Clayton,

Thanks for sharing your experience. I'll PM you as this effort evolves.

-- Brad

On 5/7/15 2:03 PM, "Clayton Donahue" <[email protected]> wrote:

>Hi Brad,
>
>Apologies if this thread is getting a bit stale, but I did want to chime
>in with our experiences, as we may have been one of the original posts on
>this topic a few years back ...
>
>We run approximately two dozen VMs on a three-host VMWare cluster. This
>includes both "production" and "staging" machines. Of these, four are
>production 4D databases. Similarly to what you're proposing, we also run
>an Apache VM on an Ubuntu 14.04 install that serves as a front-end
>reverse-proxy for the applications.

-- AIM OF THE EXERCISE --
Answer these questions about the email above:
1. What does Brad say he will do as the effort evolves?
2. How many hosts are in the VMWare cluster Clayton describes?
3. What install does the Apache VM run on?

-- EXTRACTED DATA --

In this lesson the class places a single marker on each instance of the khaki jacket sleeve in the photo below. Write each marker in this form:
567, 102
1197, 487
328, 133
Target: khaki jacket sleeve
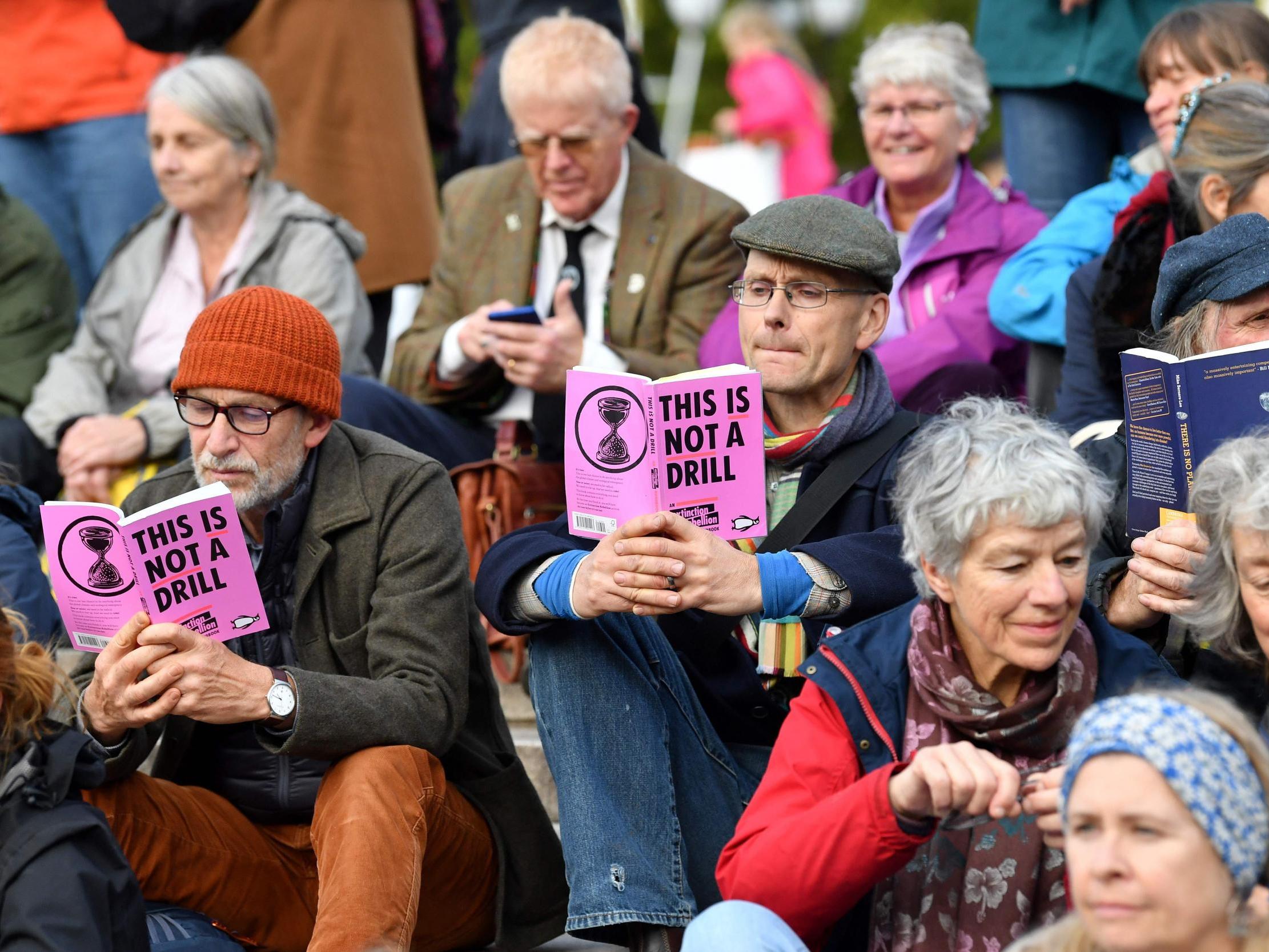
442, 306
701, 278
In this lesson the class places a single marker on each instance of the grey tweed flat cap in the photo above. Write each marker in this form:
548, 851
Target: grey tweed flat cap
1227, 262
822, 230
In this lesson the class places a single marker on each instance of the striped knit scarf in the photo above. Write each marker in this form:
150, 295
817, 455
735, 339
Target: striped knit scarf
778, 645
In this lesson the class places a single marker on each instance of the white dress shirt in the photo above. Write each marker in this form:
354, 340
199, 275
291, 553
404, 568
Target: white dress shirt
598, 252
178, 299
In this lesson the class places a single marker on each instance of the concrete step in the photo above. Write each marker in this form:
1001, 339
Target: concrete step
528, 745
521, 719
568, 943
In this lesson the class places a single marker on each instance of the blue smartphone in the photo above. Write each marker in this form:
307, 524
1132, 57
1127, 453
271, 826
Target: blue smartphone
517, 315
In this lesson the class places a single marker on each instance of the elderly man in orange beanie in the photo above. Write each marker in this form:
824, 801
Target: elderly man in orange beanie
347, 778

==

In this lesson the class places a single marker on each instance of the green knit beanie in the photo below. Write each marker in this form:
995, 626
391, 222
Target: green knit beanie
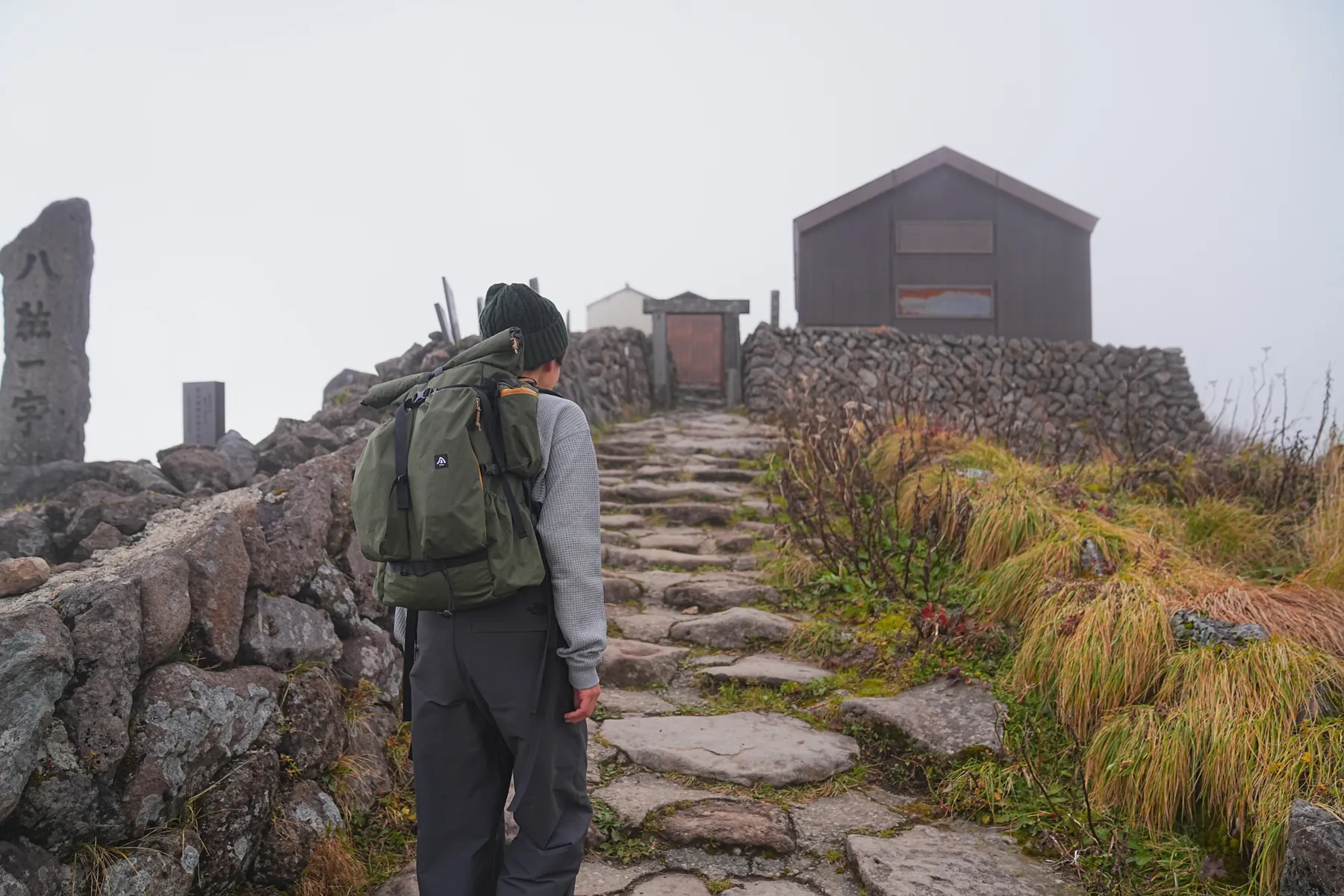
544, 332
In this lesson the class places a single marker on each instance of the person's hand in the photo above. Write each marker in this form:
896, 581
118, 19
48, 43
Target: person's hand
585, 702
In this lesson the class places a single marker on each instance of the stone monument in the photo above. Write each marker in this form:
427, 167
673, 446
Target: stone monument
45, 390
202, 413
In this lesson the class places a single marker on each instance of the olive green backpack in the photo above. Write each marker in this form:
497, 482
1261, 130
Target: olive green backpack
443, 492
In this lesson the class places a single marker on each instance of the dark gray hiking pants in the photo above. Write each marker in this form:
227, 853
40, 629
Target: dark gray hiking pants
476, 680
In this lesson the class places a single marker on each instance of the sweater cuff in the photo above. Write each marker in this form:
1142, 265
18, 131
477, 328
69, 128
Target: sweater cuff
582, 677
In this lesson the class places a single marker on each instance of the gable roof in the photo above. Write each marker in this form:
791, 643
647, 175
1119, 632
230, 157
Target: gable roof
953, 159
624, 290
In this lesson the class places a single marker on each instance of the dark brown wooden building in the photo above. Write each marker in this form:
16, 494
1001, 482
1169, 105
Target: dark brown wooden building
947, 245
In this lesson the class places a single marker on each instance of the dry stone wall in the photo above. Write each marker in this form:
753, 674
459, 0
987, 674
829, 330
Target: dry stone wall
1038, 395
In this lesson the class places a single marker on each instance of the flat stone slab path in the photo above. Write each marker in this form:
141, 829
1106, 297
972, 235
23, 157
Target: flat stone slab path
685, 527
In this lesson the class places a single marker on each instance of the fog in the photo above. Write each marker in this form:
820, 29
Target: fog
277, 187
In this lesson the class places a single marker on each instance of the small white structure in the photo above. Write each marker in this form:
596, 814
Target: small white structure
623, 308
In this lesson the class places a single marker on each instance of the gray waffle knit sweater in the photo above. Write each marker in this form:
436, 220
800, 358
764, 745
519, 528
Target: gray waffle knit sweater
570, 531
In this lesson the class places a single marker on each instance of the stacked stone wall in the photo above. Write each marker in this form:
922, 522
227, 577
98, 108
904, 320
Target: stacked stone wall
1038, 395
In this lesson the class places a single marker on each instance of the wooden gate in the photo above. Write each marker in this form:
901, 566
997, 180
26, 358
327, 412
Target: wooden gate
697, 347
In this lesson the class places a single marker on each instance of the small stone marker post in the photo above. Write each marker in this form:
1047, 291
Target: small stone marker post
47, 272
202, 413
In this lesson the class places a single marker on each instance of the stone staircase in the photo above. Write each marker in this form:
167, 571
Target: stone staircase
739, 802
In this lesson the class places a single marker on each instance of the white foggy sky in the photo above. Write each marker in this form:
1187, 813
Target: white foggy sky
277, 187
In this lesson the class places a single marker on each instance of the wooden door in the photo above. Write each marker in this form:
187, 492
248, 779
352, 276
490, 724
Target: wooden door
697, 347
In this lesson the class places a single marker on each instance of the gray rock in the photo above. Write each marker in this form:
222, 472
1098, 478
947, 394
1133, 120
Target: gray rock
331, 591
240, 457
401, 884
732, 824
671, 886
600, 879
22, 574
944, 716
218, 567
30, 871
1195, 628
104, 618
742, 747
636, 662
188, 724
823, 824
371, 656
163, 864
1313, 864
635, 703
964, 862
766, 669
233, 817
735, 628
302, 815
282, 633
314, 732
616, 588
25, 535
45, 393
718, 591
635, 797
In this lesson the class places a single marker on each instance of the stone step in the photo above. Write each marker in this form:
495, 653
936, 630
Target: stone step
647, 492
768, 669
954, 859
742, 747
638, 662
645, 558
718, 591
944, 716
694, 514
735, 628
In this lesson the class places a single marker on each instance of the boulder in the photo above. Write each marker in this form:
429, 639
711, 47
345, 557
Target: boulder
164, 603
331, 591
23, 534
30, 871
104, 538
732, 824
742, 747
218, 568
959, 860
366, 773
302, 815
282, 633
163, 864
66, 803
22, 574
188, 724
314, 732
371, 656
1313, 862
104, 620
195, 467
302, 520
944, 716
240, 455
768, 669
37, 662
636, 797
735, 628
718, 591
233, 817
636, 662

==

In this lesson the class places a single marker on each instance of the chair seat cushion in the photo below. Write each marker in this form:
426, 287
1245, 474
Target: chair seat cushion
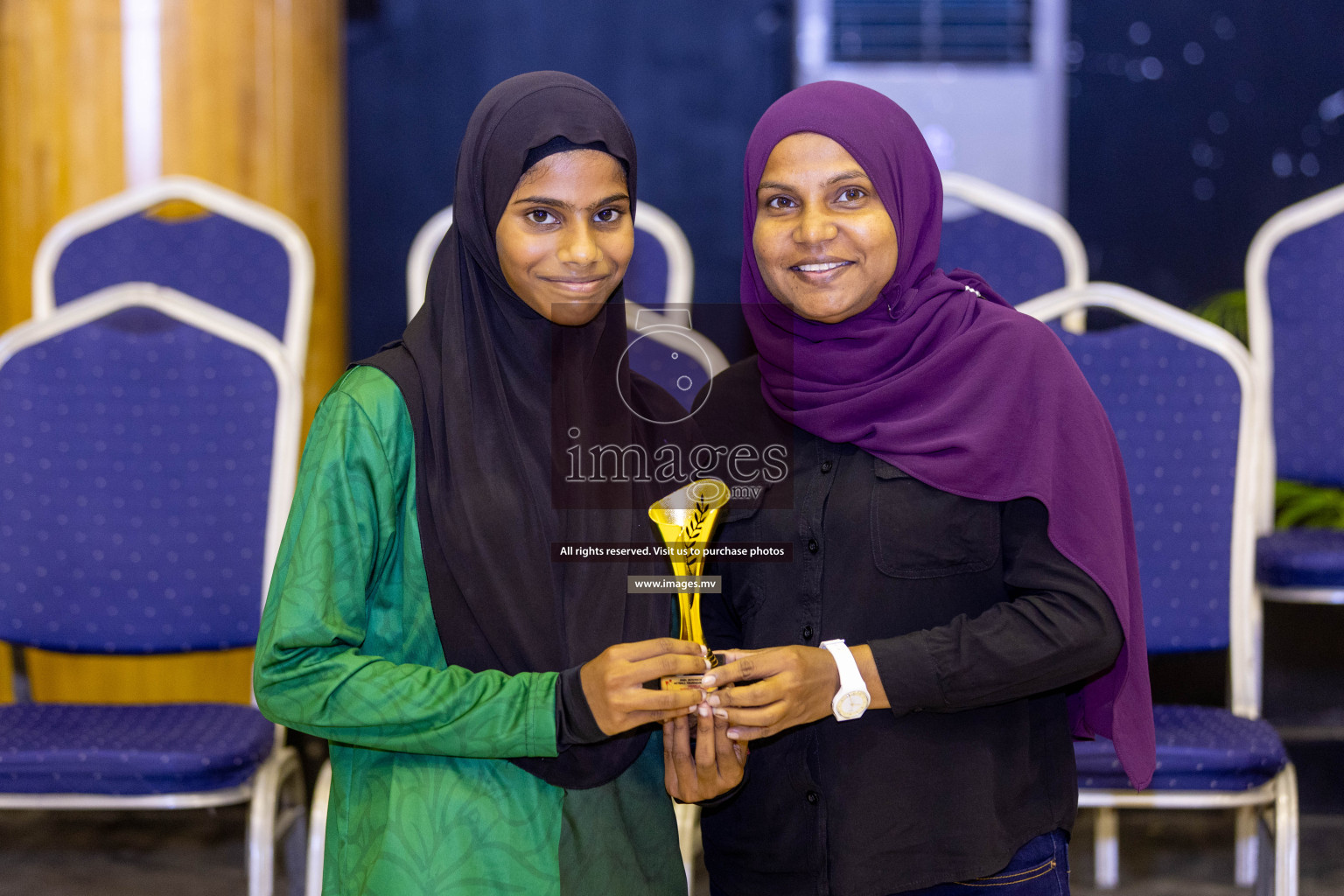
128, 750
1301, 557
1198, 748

-- EXERCISE RESPONSE --
1. He will PM Clayton.
2. Three.
3. Ubuntu 14.04.